■ **The exercise**
Please reproduce each of the records below word for word, keeping every line exactly as it appears.

■ **Listing**
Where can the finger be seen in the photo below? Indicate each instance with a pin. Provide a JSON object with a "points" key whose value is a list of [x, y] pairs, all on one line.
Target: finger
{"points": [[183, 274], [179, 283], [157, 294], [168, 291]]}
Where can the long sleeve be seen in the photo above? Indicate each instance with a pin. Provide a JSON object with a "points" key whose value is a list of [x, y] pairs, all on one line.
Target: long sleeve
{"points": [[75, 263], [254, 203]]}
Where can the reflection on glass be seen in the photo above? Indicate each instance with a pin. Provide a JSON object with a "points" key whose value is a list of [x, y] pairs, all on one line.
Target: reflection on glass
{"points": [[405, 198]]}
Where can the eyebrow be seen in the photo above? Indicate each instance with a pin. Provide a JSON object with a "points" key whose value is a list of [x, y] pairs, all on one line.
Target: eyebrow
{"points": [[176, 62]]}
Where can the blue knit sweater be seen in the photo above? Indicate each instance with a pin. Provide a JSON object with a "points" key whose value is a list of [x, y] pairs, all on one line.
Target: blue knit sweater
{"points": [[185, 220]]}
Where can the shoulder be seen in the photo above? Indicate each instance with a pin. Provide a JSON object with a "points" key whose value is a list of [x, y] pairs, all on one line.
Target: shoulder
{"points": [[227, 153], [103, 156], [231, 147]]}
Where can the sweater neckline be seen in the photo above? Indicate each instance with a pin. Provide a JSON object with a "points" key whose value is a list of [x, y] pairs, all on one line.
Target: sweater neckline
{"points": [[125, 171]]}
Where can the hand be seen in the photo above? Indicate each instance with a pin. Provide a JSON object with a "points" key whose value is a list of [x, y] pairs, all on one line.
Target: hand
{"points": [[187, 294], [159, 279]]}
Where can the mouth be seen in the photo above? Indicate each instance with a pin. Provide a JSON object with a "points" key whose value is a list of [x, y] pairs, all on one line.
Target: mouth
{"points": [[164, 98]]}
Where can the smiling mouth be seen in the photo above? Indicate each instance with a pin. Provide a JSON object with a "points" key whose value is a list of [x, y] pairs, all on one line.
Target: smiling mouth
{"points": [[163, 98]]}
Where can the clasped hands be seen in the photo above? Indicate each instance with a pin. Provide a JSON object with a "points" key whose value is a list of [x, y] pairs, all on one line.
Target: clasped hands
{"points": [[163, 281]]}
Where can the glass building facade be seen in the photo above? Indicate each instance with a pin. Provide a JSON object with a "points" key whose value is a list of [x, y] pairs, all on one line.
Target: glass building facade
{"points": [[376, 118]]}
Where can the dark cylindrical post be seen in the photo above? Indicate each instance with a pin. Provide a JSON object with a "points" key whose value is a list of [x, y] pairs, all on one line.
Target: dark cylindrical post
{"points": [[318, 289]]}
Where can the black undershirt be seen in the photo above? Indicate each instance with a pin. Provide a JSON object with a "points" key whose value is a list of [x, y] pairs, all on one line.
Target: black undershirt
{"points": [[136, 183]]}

■ **Answer to this problem**
Where can the finger be seen in the photo below? Indicate each instance with a pin. Provide a JSON object with a "points" key whose value is a list of [x, y] pairs, all on one line.
Target: finger
{"points": [[183, 274], [179, 283], [157, 294], [168, 291]]}
Where can the long sleeve be seen in the photo above? Indicate each instance with a pin. Provide a JSON object with a "points" key whose value is a list of [x, y] pairs, all on one line.
Target: long sleeve
{"points": [[75, 263], [254, 203]]}
Where can the reflection on glass be seen in the photo above? Indicate each instance with a pin. Provide a JSON object with a "points" key whose value is a list of [x, y] pairs, all on one line.
Target: reflection on glass
{"points": [[405, 198]]}
Where can the eyebrow be seen in the photo above? Indicate each instance with a pin. Provide a JSON object with a "points" key whose value is a list of [x, y] pairs, all on one line.
Target: eyebrow
{"points": [[176, 62]]}
Where can the blue knit sweater be seen in the photo above? Indicate each instance with a pin. Provide a JSON object with a "points" key whose value is a list of [x, y] pairs, all on one line.
Target: blue knit sweater
{"points": [[185, 220]]}
Where can the shoulder be seen in the photo above? Indicate each instance with a pin. Provide a JSON object with a "points" key whose value is a list of [x, y] pairs, all on one line.
Target: shoulder
{"points": [[227, 153], [103, 156], [231, 147]]}
Where can the sweater neckline be seen in the photo above? Indicate each instance with a pin. Provide a JSON object with a "points" key whose value is a list of [x, y] pairs, all on one line.
Target: sweater neckline
{"points": [[125, 171]]}
Where can the hand be seen in the photo above? Indicate each instance with a pin. Provide a JSON object with a "points" key whose value is a list of [x, y] pairs, all on one line.
Target: hand
{"points": [[187, 294], [159, 279]]}
Where can the mouth be seen in the photo above? Indicate each instance with a pin. Provide a JSON object with a "points" key whose value is a list of [x, y] pairs, all on one line.
Target: mouth
{"points": [[164, 98]]}
Where can the smiling mouth be seen in the photo above? Indicate each instance with a pin. Provide a JSON object with a "points" key whose value is a list of [x, y] pairs, all on one line.
Target: smiling mouth
{"points": [[163, 98]]}
Where can the clasped hands be seen in the photo above? Indicate each instance with a pin. Provide a JSON object with a "points" key whose value is a list of [x, y] pairs, all on one line.
Target: clasped hands
{"points": [[163, 281]]}
Where can the glass building facade be seen in the photo above? Indicate each instance with a pin. Provide a JSON object with a "points" key whose value is a list of [x, y] pairs, all on one line.
Target: glass building facade
{"points": [[376, 118]]}
Where can the dark cylindrical post be seen in the photo above? Indicate each instance with a pin. Provide a JSON object with a "points" key whose value is a list of [x, y] pairs, all on one line.
Target: dark cylindrical post
{"points": [[318, 289]]}
Where can the black undershirt be seen in the photo above? Indicate each instance with a pin. Provide a JSON object with a "points" key whose value is a list of [x, y] pairs, all on one line.
Target: black undershirt
{"points": [[136, 183]]}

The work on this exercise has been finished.